JOB - Reproduce the material from its first line through the line containing "152 52 L 152", including both of those lines, without changing a single character.

######

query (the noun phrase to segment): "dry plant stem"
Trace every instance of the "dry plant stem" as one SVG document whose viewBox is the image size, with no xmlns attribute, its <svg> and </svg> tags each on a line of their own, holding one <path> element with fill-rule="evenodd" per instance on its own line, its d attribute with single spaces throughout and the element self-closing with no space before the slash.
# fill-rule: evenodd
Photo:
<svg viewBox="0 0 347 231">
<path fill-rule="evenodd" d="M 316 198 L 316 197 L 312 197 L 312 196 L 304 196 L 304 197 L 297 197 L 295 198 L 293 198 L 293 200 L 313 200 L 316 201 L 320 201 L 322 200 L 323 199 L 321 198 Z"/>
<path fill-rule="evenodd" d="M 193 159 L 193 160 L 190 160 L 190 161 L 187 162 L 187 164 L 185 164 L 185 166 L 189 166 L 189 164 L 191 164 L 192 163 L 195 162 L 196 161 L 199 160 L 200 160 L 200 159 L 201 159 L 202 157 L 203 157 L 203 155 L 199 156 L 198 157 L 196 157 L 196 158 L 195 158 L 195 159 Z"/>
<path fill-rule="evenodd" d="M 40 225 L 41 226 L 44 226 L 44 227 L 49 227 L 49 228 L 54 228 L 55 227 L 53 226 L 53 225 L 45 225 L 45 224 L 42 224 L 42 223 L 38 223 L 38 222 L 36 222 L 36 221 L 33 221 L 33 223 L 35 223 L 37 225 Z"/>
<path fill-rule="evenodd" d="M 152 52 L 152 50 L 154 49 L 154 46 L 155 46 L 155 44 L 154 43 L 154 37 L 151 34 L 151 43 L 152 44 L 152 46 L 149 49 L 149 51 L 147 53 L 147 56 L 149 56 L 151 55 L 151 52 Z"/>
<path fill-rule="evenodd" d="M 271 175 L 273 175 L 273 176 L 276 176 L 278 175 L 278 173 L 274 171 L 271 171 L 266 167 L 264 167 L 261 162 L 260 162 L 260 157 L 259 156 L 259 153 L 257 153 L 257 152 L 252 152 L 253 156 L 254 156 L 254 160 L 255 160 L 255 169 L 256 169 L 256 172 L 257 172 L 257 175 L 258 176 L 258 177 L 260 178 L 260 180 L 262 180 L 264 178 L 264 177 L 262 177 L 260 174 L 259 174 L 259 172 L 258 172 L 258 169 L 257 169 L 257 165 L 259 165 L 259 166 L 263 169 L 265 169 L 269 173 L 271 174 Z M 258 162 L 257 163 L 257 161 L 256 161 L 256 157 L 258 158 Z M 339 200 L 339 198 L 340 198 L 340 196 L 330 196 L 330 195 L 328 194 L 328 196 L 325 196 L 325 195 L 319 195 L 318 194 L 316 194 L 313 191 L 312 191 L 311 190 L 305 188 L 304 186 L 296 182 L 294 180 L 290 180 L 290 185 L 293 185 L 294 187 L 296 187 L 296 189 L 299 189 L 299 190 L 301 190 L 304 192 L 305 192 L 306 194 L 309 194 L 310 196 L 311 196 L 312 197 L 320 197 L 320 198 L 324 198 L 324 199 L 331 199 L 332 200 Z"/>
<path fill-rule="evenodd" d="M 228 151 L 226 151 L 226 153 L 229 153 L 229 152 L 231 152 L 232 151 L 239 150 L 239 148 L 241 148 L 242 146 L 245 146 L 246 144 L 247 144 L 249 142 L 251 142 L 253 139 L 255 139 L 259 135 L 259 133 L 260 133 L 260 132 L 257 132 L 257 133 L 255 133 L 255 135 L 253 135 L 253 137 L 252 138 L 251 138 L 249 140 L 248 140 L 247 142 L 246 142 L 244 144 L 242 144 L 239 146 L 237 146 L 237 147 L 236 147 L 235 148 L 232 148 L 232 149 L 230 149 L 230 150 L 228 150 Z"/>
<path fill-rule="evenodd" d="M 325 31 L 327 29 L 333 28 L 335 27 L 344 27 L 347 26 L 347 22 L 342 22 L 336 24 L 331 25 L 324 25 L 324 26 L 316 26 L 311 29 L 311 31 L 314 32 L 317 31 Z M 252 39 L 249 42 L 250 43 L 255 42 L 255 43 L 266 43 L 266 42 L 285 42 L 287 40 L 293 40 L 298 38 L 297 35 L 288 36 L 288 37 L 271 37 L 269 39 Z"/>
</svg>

######

COMPLETE OUTPUT -
query (the noun phrase to segment): "dry plant stem"
Trace every instance of the "dry plant stem" as one SVG document whose viewBox is the image size, with no xmlns attribute, its <svg> and </svg> tags each on a line of their own, holding one <path> element with fill-rule="evenodd" per instance on its own line, its d attribute with single spaces throughout and the element self-closing with no space before the slash.
# fill-rule: evenodd
Photo:
<svg viewBox="0 0 347 231">
<path fill-rule="evenodd" d="M 316 198 L 316 197 L 312 197 L 312 196 L 304 196 L 304 197 L 297 197 L 295 198 L 293 198 L 293 200 L 313 200 L 316 201 L 320 201 L 322 200 L 323 199 L 321 198 Z"/>
<path fill-rule="evenodd" d="M 193 159 L 193 160 L 190 160 L 190 161 L 187 162 L 187 164 L 185 164 L 185 166 L 189 166 L 189 164 L 191 164 L 192 163 L 195 162 L 196 161 L 199 160 L 200 160 L 200 159 L 201 159 L 202 157 L 203 157 L 203 155 L 199 156 L 198 157 L 196 157 L 196 158 L 195 158 L 195 159 Z"/>
<path fill-rule="evenodd" d="M 40 225 L 41 226 L 44 226 L 44 227 L 49 227 L 49 228 L 54 228 L 55 227 L 53 226 L 53 225 L 45 225 L 45 224 L 42 224 L 42 223 L 38 223 L 38 222 L 36 222 L 36 221 L 33 221 L 33 223 L 35 223 L 37 225 Z"/>
<path fill-rule="evenodd" d="M 152 52 L 152 50 L 154 49 L 154 46 L 155 46 L 155 44 L 154 43 L 154 37 L 151 34 L 151 43 L 152 44 L 152 46 L 149 49 L 149 51 L 147 53 L 147 56 L 149 56 L 151 55 L 151 52 Z"/>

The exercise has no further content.